### TASK DETAILS
Every entry must be duplicated precisely as written.

### RECORDS FOR THE TASK
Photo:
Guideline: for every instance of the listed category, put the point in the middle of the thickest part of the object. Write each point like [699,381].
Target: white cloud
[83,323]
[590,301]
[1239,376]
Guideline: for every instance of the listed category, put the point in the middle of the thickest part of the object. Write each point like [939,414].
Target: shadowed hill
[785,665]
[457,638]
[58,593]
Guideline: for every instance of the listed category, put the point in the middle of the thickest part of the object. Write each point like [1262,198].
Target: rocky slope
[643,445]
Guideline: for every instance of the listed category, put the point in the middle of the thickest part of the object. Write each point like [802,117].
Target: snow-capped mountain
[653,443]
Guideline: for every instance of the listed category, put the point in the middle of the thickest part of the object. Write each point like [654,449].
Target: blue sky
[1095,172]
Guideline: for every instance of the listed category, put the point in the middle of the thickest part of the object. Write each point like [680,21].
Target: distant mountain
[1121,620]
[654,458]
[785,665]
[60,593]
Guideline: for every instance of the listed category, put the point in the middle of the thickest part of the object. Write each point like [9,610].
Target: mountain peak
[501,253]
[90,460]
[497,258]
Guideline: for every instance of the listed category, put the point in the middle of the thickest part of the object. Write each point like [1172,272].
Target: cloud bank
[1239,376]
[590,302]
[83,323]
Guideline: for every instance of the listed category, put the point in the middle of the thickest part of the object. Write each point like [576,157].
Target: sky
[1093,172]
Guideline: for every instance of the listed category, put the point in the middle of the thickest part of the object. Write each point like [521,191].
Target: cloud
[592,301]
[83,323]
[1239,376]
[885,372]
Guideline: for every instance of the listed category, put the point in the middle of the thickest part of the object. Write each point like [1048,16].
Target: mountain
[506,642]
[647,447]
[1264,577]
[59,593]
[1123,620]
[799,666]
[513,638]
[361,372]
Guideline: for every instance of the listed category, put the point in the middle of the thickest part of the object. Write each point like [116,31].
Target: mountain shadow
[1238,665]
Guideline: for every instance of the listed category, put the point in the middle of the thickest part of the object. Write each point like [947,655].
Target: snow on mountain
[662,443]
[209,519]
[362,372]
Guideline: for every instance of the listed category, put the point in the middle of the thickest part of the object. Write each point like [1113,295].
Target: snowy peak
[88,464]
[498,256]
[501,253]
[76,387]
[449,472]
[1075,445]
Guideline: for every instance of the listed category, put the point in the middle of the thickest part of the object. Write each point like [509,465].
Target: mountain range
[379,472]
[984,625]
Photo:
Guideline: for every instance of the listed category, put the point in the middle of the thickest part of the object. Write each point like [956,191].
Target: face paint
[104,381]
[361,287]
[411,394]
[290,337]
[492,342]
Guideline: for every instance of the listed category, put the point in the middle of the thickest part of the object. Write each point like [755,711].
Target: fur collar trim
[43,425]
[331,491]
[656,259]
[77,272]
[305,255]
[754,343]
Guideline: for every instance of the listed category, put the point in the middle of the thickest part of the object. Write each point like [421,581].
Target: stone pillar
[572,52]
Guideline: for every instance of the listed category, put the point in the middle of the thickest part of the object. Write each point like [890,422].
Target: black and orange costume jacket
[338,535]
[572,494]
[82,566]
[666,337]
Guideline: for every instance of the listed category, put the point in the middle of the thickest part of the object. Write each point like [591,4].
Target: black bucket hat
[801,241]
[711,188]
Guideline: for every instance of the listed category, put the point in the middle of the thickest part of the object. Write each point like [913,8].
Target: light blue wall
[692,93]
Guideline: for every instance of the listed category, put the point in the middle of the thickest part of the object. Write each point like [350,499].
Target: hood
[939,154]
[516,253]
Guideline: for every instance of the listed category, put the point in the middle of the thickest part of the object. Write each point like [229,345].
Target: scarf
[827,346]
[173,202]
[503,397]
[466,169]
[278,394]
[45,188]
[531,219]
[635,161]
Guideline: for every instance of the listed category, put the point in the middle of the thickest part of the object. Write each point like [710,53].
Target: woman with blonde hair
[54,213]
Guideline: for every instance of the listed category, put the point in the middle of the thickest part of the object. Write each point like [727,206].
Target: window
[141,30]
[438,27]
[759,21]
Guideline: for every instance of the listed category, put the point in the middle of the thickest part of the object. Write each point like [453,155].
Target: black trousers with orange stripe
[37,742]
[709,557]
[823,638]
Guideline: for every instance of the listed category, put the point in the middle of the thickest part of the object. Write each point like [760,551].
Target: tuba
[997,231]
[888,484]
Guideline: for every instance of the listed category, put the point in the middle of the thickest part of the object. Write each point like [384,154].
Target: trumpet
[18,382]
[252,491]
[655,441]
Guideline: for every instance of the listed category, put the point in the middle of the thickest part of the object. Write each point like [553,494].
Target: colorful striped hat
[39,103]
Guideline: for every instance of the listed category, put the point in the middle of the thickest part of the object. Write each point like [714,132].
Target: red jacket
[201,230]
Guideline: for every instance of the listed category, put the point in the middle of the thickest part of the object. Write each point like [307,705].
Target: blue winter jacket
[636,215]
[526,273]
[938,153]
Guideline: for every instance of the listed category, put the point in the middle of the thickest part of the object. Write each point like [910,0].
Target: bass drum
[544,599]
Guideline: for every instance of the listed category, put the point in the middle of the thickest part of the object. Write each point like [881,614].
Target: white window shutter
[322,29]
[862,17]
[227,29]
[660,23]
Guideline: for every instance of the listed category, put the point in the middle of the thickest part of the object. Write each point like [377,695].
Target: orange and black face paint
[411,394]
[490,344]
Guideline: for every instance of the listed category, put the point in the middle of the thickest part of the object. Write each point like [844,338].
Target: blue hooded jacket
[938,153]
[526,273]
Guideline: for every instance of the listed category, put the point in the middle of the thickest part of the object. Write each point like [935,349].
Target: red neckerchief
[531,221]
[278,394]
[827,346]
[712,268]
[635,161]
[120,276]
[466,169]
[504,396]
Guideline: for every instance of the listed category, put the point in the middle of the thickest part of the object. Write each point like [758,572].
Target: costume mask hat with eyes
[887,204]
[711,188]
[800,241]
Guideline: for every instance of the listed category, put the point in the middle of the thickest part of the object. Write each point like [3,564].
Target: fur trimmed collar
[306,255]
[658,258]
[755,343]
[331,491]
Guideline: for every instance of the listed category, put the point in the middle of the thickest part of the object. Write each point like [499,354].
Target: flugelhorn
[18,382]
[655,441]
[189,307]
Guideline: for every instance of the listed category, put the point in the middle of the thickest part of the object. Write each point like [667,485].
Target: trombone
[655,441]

### SOLVED EXERCISE
Photo:
Guideline: for every instance of the listed category, put the point in the middle of the thickest part of the object. Write each point like [699,381].
Target: white cloud
[83,323]
[590,301]
[1239,376]
Guideline: for every instance of the listed category, put the point in the middle of the thickest part of the object. Write each point like [939,414].
Target: shadowed hill
[785,665]
[457,638]
[58,593]
Guideline: for every instance of the listed category, put the point in the middle of the thickest part of the object. Write each point like [1262,198].
Target: rocky slope
[643,445]
Guideline: for every instance of the listed category, put the point in the middle of the thickest part of the object. Write each point like [802,117].
Target: snow-capped mountain
[653,443]
Guideline: for every instance of the listed category, put the point in the middle of the thickest part of the object. Write each point like [654,449].
Target: blue sky
[1095,172]
Guideline: for every instance of the listed category, put the point in the middle of the thickest part of the object. Write each point like [680,21].
Target: distant mountain
[1121,620]
[654,458]
[785,665]
[60,593]
Guideline: for every instance of the listed category, put the point in the middle of the thickest part of the object. Write each point like [9,610].
Target: mountain peak
[501,253]
[90,460]
[497,258]
Guideline: for every instance of the listed category, put the point in the middle of the thickest part of the object. Write each point like [1172,272].
Target: cloud bank
[1239,376]
[590,302]
[83,323]
Guideline: for every instance of the listed category, put the point in the middle of the thickest part of the object. Write each point like [576,157].
Target: sky
[1093,172]
Guideline: for every instance of the listed category, put the point in the middle of the thickest part of the object. Write each point like [521,191].
Target: cloud
[592,301]
[83,323]
[1239,376]
[885,372]
Guideline: for every instance of the listed category, put the point in the middle of the thickest part of the object. Write each point like [1048,16].
Target: mountain
[506,642]
[647,447]
[1264,577]
[59,593]
[1123,620]
[799,666]
[513,638]
[361,372]
Guideline: for every instance of the listed category, put the point in the middle of the thickest part of the object. Write each point like [116,31].
Target: mountain shadow
[1238,665]
Guideline: for every instance of the listed category, put the point in the middle of the thickest part of the object. Write each point like [947,655].
Target: snow on mountain
[662,443]
[209,519]
[362,372]
Guideline: for every instance of the listed category, put the point in the middle of the thickest part of the object. Write each point like [1113,295].
Target: snowy peak
[88,464]
[498,256]
[501,253]
[76,387]
[449,472]
[1075,445]
Guideline: for every instance of the listed category, put the point in the middle of the thickest part of the object. Write each point like [509,465].
Target: mountain range
[379,472]
[984,625]
Photo:
Guideline: for every instance of the listed category, put the point in the middle of the thickest part of the object. Write each point like [956,191].
Target: face paint
[104,381]
[361,287]
[411,394]
[290,337]
[492,342]
Guideline: for every instance of the listed category, put the point in the middle of the thickest part of the object. Write each point like [755,711].
Target: fur collar trim
[43,425]
[331,491]
[656,259]
[77,272]
[305,255]
[754,343]
Guideline: for every instance of the listed category, put the point in the middle of the thickest part of the object. Write each point like [421,581].
Target: stone pillar
[572,52]
Guideline: for every instance of the listed category, put the point in the middle of the thickest part of the object. Write each point like [890,422].
Target: black and orange costume jacket
[338,535]
[572,494]
[82,566]
[666,337]
Guideline: for every instance of the listed category, put the point in the middle of the thickest part of the object. Write each point like [591,4].
Target: black bucket hat
[801,241]
[711,188]
Guideline: for every instance of the listed category, put the point in the middle of the thickest part of the object. Write each point like [913,8].
Target: light blue wall
[692,93]
Guideline: for every instance of the listed category, put the point in the middle of the thickest part of the object. Write each point like [350,499].
Target: hood
[939,154]
[516,253]
Guideline: for every instance of the listed category, put the point in the middle of the thickest part of the object. Write each point like [229,345].
Target: scarf
[827,346]
[173,202]
[503,397]
[466,169]
[278,394]
[45,188]
[531,219]
[635,161]
Guideline: for every instance of the listed category, put the point in the middle of the thickest part of the object. Write each point like [710,53].
Target: woman with blonde hair
[54,213]
Guideline: for every instance of the listed category, put the point in the middle of the thickest part of the object. Write each point like [727,206].
Target: window
[141,30]
[438,27]
[759,21]
Guideline: for every instance of the listed category, put the point in the middle of the thickest part of the object. Write each point like [453,155].
Target: black trousers with orange stripe
[37,742]
[709,557]
[823,638]
Guideline: for every instance of the listed category, put the point in the middle of the thickest part of the object. Write each point like [760,551].
Target: tuba
[997,231]
[888,484]
Guideline: for every instance of the listed category, put the point in the middle of the thickest part of the object. Write each point like [384,154].
Target: trumpet
[18,382]
[252,491]
[655,441]
Guideline: for every instance of the listed category, put the point in the middle of the thickest part of the object. Write each point like [553,494].
Target: colorful striped hat
[39,103]
Guideline: for every instance of the listed category, put the point in the middle of the thickest part of the object. Write each point like [714,132].
Target: red jacket
[201,230]
Guideline: for every instance of the listed category, put the point in the middle of the thickest part of the object. Write each point like [307,705].
Target: blue winter jacket
[636,215]
[526,273]
[938,153]
Guideline: for every instance of the listed category, put the point in the middle of the thickest part of the object. Write each point like [910,0].
Target: bass drum
[544,599]
Guideline: for every instance of the listed category, put the point in the middle of the thickest part of the object. Write each point like [881,614].
Target: white window shutter
[322,29]
[862,17]
[227,29]
[660,23]
Guideline: for every instance of the listed category, put the point in the middle of the thickest part of the object. Write each point like [377,695].
Target: orange and black face paint
[411,394]
[490,344]
Guideline: for every instance of the listed category, put the point in the middle of the thickest part of the object. Write each point like [844,338].
Target: blue hooded jacket
[938,153]
[526,273]
Guideline: for every instance of the listed category, put the point in the middle of the thickest part of the object. Write each point like [935,349].
Target: red neckerchief
[531,221]
[278,394]
[827,346]
[712,268]
[635,161]
[120,276]
[466,169]
[504,396]
Guideline: for every instance of the listed category, put the point in the middle of the thickest part of the object. Write each point like [758,572].
Target: costume mask hat with eyes
[887,204]
[711,188]
[800,241]
Guideline: for every instance of the listed category, put the point in the middle of the thickest part of the object. Write each point like [3,564].
Target: fur trimmed collar
[306,255]
[658,258]
[755,343]
[331,491]
Guideline: for every instance of the listed category, put the point in the middle of the thickest part of the object. Write each point like [499,354].
Target: flugelhorn
[18,382]
[655,441]
[189,307]
Guideline: for every instance of the listed category, put the point in the middle of the thickest part of the object. Write each point like [667,485].
Target: trombone
[655,441]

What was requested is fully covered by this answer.